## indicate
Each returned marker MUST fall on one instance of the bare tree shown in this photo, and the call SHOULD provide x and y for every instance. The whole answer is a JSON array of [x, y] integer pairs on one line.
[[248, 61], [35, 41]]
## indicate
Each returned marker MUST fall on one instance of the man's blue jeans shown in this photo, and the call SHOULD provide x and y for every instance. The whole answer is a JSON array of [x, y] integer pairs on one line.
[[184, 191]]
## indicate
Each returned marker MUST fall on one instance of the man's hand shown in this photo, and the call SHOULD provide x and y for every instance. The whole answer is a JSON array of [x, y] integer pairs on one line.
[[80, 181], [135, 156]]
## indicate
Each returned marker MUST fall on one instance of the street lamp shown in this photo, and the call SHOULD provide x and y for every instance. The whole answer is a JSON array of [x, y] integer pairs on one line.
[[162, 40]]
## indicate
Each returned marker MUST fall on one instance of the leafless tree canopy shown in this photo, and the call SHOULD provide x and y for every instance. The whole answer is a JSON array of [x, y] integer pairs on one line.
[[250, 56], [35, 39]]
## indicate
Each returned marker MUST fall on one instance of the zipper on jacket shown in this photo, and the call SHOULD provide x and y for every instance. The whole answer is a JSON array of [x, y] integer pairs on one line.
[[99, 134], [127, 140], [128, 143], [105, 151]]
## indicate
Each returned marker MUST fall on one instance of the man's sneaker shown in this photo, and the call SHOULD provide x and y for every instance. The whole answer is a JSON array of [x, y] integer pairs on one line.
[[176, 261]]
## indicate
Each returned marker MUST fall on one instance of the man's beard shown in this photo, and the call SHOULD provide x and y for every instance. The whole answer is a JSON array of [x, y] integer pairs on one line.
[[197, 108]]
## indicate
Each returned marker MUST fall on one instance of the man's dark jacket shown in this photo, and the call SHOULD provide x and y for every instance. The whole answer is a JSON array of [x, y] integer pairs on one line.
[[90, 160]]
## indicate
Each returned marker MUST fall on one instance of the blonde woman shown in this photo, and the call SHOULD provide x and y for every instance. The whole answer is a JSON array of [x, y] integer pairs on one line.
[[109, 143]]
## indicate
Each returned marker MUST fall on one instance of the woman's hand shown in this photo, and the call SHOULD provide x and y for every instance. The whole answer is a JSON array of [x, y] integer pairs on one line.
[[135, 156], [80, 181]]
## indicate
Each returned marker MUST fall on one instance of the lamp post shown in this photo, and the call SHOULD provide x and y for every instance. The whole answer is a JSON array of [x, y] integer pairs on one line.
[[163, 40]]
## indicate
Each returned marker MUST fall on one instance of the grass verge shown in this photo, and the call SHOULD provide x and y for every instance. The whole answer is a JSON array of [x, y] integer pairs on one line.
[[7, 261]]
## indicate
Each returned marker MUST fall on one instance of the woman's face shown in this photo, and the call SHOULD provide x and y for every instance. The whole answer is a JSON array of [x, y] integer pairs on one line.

==

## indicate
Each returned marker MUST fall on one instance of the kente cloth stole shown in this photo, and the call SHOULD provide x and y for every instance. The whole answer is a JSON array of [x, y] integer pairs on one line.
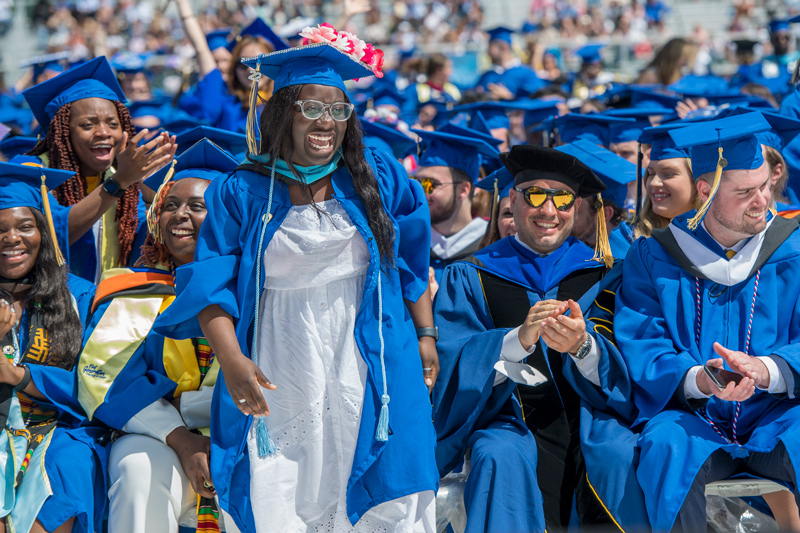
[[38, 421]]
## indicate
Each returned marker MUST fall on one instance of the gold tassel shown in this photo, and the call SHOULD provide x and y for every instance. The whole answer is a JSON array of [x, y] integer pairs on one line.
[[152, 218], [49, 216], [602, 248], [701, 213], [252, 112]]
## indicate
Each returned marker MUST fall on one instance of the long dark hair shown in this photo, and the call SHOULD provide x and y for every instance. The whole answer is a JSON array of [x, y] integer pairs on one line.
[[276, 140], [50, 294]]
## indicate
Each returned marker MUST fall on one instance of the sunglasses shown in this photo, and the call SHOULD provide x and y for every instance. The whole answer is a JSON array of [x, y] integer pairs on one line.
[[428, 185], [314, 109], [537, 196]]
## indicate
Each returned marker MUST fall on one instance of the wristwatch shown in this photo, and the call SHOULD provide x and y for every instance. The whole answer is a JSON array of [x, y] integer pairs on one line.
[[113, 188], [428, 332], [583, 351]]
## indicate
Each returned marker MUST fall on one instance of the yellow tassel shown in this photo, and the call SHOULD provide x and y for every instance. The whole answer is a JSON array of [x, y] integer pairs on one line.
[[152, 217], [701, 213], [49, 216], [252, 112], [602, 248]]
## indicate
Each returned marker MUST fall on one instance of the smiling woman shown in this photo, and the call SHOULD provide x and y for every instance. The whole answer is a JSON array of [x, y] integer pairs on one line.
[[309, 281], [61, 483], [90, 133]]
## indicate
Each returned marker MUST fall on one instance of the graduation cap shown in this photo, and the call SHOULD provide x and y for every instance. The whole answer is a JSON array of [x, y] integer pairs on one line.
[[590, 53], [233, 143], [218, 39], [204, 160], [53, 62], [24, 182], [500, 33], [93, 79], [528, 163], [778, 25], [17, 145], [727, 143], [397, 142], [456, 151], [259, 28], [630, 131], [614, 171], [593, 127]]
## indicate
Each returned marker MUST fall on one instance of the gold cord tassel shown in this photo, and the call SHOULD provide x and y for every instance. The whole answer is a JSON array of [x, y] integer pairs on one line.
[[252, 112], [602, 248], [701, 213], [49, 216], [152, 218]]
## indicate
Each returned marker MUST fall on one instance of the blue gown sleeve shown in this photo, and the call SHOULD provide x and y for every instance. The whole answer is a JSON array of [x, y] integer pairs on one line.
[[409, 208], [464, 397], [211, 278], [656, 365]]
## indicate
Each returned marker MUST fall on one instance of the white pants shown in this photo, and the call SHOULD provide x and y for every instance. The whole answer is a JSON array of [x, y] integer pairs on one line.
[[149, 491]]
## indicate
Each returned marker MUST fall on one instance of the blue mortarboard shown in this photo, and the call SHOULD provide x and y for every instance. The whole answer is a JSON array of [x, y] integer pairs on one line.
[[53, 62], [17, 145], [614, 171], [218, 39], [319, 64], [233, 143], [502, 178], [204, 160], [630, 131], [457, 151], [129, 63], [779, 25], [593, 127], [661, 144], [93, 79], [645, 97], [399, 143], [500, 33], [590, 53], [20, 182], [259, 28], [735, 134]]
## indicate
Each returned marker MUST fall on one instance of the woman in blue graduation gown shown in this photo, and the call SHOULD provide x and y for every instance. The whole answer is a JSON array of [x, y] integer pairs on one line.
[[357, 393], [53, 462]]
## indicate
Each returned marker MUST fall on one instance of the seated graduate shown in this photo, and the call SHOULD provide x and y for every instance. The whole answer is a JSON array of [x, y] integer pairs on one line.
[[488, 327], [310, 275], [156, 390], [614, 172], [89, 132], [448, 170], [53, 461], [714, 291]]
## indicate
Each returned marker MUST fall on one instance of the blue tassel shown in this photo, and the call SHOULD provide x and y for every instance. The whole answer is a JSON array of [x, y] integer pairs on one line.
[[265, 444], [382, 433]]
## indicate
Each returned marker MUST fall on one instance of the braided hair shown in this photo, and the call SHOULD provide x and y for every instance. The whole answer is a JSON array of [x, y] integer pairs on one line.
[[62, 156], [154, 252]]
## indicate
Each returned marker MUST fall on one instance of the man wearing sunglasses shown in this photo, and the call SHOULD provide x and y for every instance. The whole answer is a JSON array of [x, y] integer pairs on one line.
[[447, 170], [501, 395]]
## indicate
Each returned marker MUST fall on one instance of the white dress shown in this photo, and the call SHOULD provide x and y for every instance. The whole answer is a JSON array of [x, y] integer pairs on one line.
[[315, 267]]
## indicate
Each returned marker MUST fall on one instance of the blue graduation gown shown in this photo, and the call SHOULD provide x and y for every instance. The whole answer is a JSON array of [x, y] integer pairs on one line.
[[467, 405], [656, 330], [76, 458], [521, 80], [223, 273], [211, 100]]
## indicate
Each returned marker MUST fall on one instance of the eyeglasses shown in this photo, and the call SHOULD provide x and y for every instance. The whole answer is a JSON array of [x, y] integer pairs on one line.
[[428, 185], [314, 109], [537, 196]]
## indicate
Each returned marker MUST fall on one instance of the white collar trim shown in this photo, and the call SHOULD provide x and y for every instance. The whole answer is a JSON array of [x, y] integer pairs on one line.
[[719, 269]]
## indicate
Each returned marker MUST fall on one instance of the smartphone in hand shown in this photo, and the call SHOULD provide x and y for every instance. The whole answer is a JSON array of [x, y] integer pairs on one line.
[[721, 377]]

• _STATED GOAL_
Collect every line of the data above that contains the word "gown". Treat uppercase and lowercase as different.

• _SOLUTION FOR THIS PROBLEM_
Each returned marker MUST fall on one instance of the blue gown sleeve shown in this photo, and the call SHOULD provide x and y for every instance. The whole answer is a JSON array of [x, y] integer pairs on one line.
Each returned marker MUST fall on one instance of the woman in blue graduation gown shown in this photo, and the call SHOULD provide x and y for every instance. The whole answer is a JSON array of [x, y] integer pairs on one line.
Each returned marker MUST fall on one instance of the blue graduation gown shown in this photo, and the call SHOULD provide x and y for every instance. The whole answer is a JSON array of [x, y] integer pairs on one line.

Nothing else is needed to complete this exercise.